BEGIN Dataset entries

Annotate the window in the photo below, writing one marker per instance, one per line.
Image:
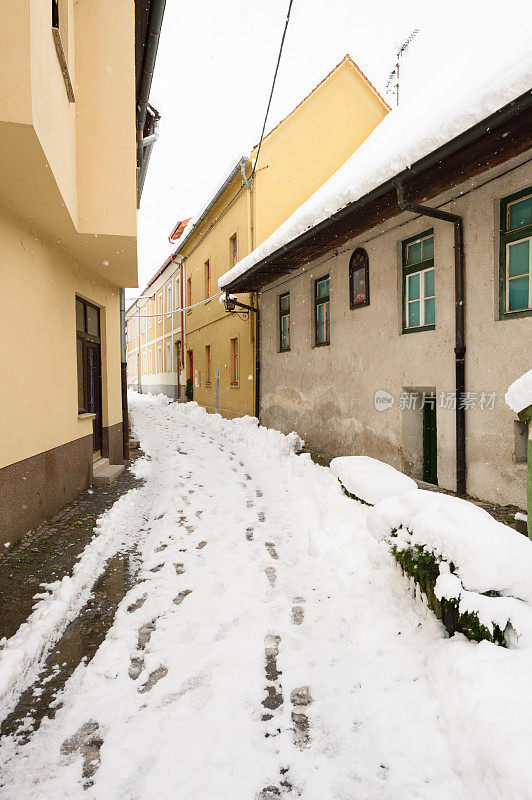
(59, 19)
(516, 254)
(322, 310)
(419, 310)
(284, 322)
(234, 361)
(207, 279)
(359, 279)
(234, 250)
(208, 365)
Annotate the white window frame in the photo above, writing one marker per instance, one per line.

END Dataset entries

For the entries above, return an exact copy that omits the images.

• [Exercise solution]:
Annotate the window in the photo below, writing one marker per instance, one per line.
Image:
(59, 19)
(516, 254)
(322, 310)
(419, 310)
(284, 322)
(234, 361)
(207, 279)
(359, 279)
(234, 250)
(208, 365)
Annotate the white window frame in the photo above, writing one marker per instance, one per line.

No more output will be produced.